# Required action
Copy out the listing in full, exactly as written, but not its pictures.

# Available records
....

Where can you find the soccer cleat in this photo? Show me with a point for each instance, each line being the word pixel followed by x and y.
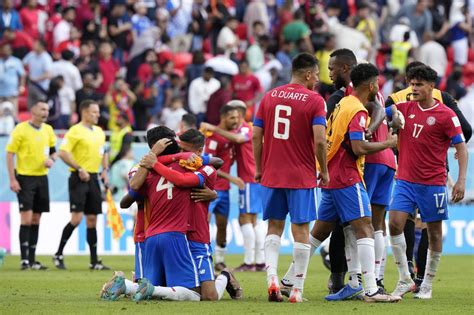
pixel 346 293
pixel 38 266
pixel 274 293
pixel 144 291
pixel 58 261
pixel 98 266
pixel 233 286
pixel 403 287
pixel 379 297
pixel 219 267
pixel 245 267
pixel 260 267
pixel 113 289
pixel 296 296
pixel 423 293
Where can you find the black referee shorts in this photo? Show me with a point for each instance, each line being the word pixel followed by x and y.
pixel 85 196
pixel 34 193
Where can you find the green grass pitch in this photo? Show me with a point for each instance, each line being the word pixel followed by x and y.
pixel 76 291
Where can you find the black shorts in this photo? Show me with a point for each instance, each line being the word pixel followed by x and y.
pixel 34 193
pixel 85 196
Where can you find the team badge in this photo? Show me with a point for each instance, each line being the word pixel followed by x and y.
pixel 431 121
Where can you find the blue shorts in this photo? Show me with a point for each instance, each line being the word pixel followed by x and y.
pixel 202 254
pixel 379 181
pixel 344 205
pixel 299 203
pixel 139 256
pixel 168 261
pixel 432 201
pixel 250 199
pixel 222 204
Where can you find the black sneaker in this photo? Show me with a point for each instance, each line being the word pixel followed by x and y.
pixel 58 261
pixel 38 266
pixel 98 266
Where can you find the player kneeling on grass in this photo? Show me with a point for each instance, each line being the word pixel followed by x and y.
pixel 430 129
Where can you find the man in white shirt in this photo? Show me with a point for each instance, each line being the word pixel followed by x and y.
pixel 200 90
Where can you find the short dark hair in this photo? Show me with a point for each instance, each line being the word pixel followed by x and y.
pixel 157 133
pixel 362 73
pixel 422 73
pixel 193 136
pixel 345 56
pixel 85 104
pixel 304 61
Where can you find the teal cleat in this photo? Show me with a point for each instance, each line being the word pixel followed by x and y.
pixel 144 291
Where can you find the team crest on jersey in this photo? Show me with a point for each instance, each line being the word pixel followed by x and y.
pixel 431 121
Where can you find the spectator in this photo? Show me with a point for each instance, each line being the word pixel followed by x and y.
pixel 199 92
pixel 12 77
pixel 39 64
pixel 9 17
pixel 70 73
pixel 218 99
pixel 62 30
pixel 172 115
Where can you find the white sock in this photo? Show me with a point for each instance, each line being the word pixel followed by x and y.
pixel 399 247
pixel 365 248
pixel 379 242
pixel 352 258
pixel 221 283
pixel 219 254
pixel 289 278
pixel 432 262
pixel 272 252
pixel 301 255
pixel 259 243
pixel 248 234
pixel 176 294
pixel 130 287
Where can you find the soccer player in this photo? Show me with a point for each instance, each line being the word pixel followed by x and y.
pixel 430 128
pixel 289 130
pixel 221 147
pixel 250 203
pixel 33 142
pixel 83 150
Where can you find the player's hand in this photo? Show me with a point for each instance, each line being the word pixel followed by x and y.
pixel 49 163
pixel 203 194
pixel 148 160
pixel 161 145
pixel 15 186
pixel 84 176
pixel 458 191
pixel 323 178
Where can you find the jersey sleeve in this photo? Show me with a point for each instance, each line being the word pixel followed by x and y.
pixel 357 126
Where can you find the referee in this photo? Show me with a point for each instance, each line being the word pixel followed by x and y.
pixel 83 150
pixel 33 142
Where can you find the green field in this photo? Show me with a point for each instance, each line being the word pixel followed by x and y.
pixel 76 291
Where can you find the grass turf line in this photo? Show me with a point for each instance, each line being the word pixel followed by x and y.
pixel 76 291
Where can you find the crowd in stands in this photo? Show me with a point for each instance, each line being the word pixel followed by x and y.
pixel 149 62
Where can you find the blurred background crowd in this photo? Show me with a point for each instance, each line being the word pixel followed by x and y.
pixel 150 62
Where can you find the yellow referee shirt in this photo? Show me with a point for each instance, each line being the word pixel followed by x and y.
pixel 31 146
pixel 87 146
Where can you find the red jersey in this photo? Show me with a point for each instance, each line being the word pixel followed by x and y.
pixel 170 206
pixel 199 231
pixel 221 147
pixel 423 143
pixel 287 115
pixel 244 154
pixel 385 157
pixel 342 168
pixel 245 86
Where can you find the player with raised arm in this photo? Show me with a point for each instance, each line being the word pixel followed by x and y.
pixel 289 130
pixel 430 129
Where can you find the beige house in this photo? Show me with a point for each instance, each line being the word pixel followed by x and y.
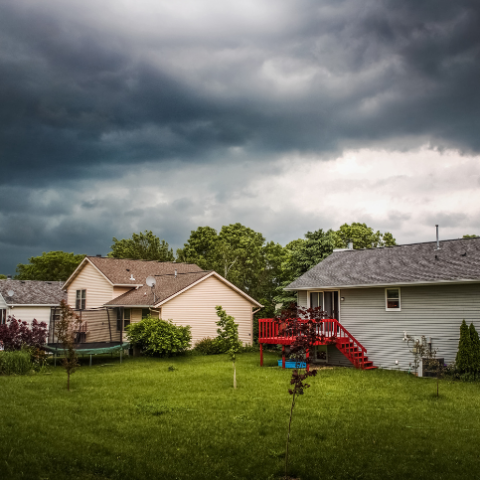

....

# Task output
Where can you find the soccer cleat in this photo? Show me with a point for each instance, each line being the word pixel followed by x and y.
pixel 346 293
pixel 38 266
pixel 274 293
pixel 144 291
pixel 58 261
pixel 98 266
pixel 233 286
pixel 403 287
pixel 379 297
pixel 219 267
pixel 245 267
pixel 260 267
pixel 113 289
pixel 296 296
pixel 423 293
Where can you find the black referee shorts in this photo? Show me with a point for each instance, each line being the word pixel followed by x and y.
pixel 85 196
pixel 34 193
Where can you find the green grass pitch in this photo? Show me with a point for each instance, each line being the word pixel followed by x and y.
pixel 76 291
Where can you find the black shorts in this photo? Show me with a point for each instance, each line being the word pixel followed by x and y.
pixel 34 193
pixel 85 196
Where can you find the team badge in this photo? Show me with a point for each instance, each line being the word pixel followed by x and y.
pixel 431 121
Where can you find the blue shorts in this photo? Show me with a point for each instance, each line being the word pixel followed by x and y.
pixel 202 254
pixel 379 181
pixel 344 205
pixel 299 203
pixel 139 256
pixel 168 261
pixel 432 201
pixel 250 199
pixel 222 204
Where can you find the black sneaker in this photo? Show me with a point for each instance, each line being the word pixel followed by x and y.
pixel 58 261
pixel 38 266
pixel 98 266
Where can you find the player kneeling on grass in this photo? Show me with a point for each instance, each line being the word pixel followed by x and y.
pixel 430 129
Where can you find the man in white shirt in this photo? Show me with a point for each instance, each line being the word pixel followed by x and y.
pixel 200 90
Where can you find the short dark hair in this photo? Show me with a point for each instance, each line being the word pixel followed by x and y.
pixel 157 133
pixel 362 73
pixel 422 73
pixel 193 136
pixel 345 56
pixel 85 104
pixel 304 61
Where can you find the teal cleat in this photo? Show me with a point for each instance, each line being the word pixel followed by x and y.
pixel 144 291
Where can you find the team crest on jersey in this photo? Show me with a point for each instance, each line being the word pixel followed by x and y.
pixel 431 121
Where can you find the spectator in this photo? Show me with a point for each instance, each line being the word pixel followed by x and y.
pixel 199 92
pixel 12 77
pixel 39 64
pixel 9 17
pixel 70 73
pixel 218 99
pixel 62 30
pixel 172 115
Where can you find the white sock in this photo? Show me with a point for each instance, each line being the word pixel followed by x and y.
pixel 399 247
pixel 365 248
pixel 379 242
pixel 352 258
pixel 221 283
pixel 219 254
pixel 289 278
pixel 432 262
pixel 272 252
pixel 301 255
pixel 259 243
pixel 248 234
pixel 176 294
pixel 130 287
Where can you find the soccer player in this photo? Show me with a point for each instance, each line being the word pixel followed by x and y.
pixel 430 128
pixel 289 130
pixel 221 147
pixel 250 203
pixel 33 142
pixel 83 150
Where can you find the player's hand in this photo? Show me with a point for each instance, each line being the word pixel followed by x and y.
pixel 49 163
pixel 203 194
pixel 148 160
pixel 161 145
pixel 15 186
pixel 84 176
pixel 458 191
pixel 323 178
Where can you find the jersey sleeve in this photo? Show me with a point for each instance, each line being the word pixel followed by x and y.
pixel 357 126
Where can you find the referee in this photo? Show me with a point for each instance, each line being the word pixel followed by x and y.
pixel 83 150
pixel 33 142
Where can you find the green field in this photo? Show me with a point for each instance, each line being the word pixel followed by x and y.
pixel 76 291
Where can you find the grass turf line in this photo? Show me with a point for each instance, each line being the word pixel followed by x and y.
pixel 76 291
Where can you find the crowd in stands in this photo? Show me with a point for each instance, each line being the word pixel followed by x and y.
pixel 149 62
Where can you find the blurred background crowd in this photo? Show me with a point for each instance, each line being the word pixel followed by x and y.
pixel 150 62
Where can you find the yellow referee shirt in this photo? Show me with a point for each instance, each line being the word pixel followed by x and y.
pixel 31 146
pixel 87 146
Where can you find the red jersey in this photo? Show me with a point for each instance, each line being the word pixel followed by x and y.
pixel 170 206
pixel 199 231
pixel 221 147
pixel 423 143
pixel 287 115
pixel 244 154
pixel 385 157
pixel 342 168
pixel 245 86
Where can you find the player with raised arm in this photo? Show me with a point for each instance, each line being the word pixel followed by x and y.
pixel 289 130
pixel 430 129
Where can you find the beige house in this photo? Show me with a point for each instance, each line being the word pixel followed by x and y.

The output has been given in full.